══ Supplied entries

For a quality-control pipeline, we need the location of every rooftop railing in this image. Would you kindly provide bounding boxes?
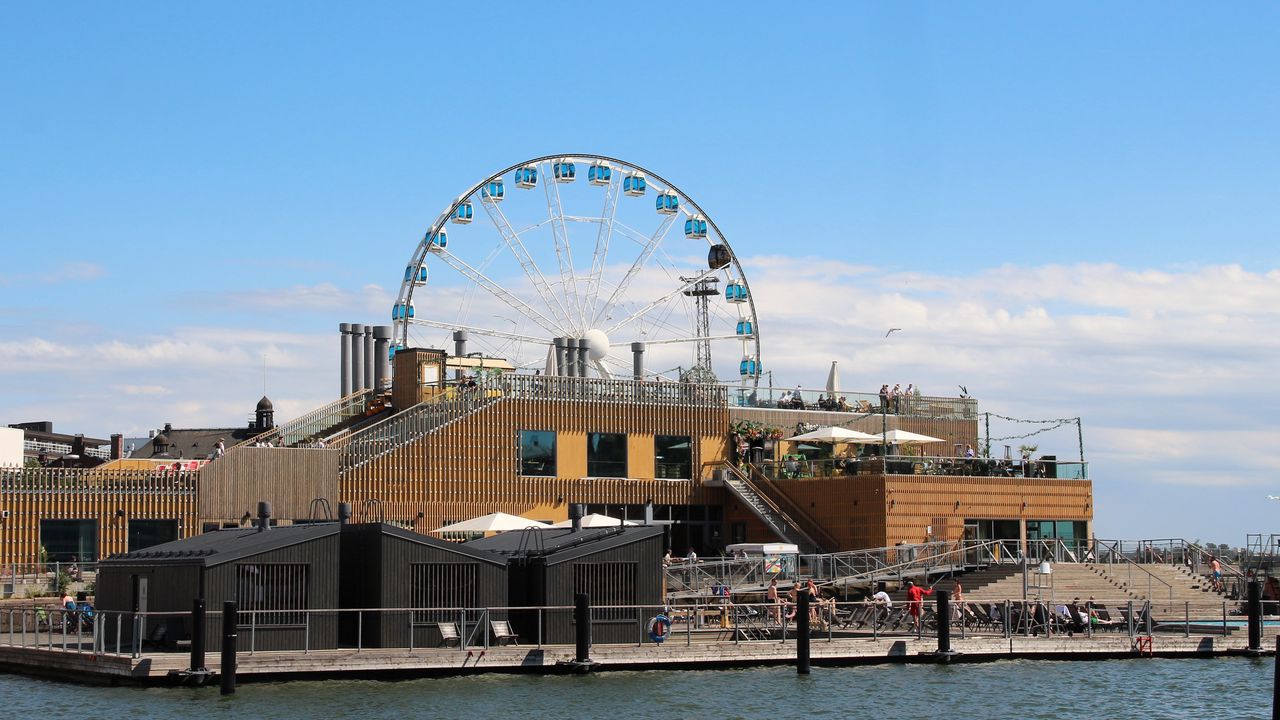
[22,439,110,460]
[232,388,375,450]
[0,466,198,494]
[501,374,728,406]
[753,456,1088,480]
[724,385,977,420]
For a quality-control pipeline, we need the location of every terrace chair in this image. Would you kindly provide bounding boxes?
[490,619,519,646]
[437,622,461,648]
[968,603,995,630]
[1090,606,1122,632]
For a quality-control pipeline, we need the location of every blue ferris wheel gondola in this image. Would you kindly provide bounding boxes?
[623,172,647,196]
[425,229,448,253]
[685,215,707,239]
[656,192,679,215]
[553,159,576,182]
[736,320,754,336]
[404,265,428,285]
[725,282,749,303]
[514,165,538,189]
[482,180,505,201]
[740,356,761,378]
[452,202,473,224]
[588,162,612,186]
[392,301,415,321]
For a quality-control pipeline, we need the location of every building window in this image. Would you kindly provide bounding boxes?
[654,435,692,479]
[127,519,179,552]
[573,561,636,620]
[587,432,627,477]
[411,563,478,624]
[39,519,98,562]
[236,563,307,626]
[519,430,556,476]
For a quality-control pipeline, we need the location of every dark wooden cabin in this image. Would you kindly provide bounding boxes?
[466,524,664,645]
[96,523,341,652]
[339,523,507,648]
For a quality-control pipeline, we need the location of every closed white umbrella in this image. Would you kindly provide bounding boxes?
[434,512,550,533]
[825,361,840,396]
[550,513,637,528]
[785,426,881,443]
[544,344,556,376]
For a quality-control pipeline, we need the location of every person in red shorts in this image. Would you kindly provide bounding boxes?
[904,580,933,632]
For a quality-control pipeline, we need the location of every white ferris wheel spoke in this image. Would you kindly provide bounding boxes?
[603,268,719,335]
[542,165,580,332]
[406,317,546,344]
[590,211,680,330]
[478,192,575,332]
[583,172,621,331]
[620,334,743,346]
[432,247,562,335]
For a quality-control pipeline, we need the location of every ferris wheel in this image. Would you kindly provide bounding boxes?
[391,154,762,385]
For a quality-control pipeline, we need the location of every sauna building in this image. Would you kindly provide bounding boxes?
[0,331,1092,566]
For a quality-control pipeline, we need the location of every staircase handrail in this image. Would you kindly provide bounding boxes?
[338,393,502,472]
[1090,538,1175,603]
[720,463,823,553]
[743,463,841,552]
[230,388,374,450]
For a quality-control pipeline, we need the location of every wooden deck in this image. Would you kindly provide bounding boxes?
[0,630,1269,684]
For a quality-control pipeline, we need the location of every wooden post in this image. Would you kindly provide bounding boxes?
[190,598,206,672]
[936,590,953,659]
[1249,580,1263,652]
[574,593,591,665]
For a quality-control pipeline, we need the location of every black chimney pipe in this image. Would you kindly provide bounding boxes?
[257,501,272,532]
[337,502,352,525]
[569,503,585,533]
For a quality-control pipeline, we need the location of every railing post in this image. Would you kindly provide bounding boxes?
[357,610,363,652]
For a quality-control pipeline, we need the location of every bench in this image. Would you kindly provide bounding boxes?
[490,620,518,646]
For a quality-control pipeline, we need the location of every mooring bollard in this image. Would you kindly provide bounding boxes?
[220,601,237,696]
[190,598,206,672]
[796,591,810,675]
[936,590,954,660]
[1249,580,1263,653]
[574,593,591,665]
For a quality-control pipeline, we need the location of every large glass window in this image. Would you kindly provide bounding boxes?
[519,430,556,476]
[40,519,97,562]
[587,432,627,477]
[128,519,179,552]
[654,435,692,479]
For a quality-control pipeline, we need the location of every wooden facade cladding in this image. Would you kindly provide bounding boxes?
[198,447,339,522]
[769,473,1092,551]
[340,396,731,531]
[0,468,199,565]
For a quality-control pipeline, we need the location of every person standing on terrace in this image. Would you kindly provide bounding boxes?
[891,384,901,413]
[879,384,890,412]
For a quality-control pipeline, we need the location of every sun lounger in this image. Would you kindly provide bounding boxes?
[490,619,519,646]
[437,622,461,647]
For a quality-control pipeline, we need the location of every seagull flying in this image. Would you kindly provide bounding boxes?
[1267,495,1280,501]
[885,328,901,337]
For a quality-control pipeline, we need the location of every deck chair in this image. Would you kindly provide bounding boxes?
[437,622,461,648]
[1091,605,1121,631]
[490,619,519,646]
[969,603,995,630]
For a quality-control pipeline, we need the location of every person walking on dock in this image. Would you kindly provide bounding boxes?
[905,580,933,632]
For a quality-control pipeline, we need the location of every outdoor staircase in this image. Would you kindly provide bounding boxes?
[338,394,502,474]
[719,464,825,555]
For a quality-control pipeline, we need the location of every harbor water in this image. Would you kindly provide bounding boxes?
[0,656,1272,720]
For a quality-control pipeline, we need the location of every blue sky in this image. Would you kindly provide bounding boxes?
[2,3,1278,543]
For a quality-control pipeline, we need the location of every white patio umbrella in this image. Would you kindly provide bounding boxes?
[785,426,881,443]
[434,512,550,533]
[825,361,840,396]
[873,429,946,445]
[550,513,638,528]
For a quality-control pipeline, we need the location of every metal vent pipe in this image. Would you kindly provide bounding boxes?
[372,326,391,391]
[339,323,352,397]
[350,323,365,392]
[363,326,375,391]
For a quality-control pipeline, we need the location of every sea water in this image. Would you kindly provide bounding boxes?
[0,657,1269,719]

════

- **What to produce**
Output must be limited to the lines beginning with the one that contains "of every metal" and ending with the last line of the entries, reproduced exactly.

- **Output of the exercise**
For a quality-control pipeline, we need the location of every metal vent pipe in this image. Would you kindly provide bounding boxes?
[372,326,391,391]
[339,323,352,397]
[350,323,365,392]
[363,326,375,391]
For a quality-control pipeline, we need the location of every sea water in this image. Would you kindly provide bounding boxes?
[0,657,1269,719]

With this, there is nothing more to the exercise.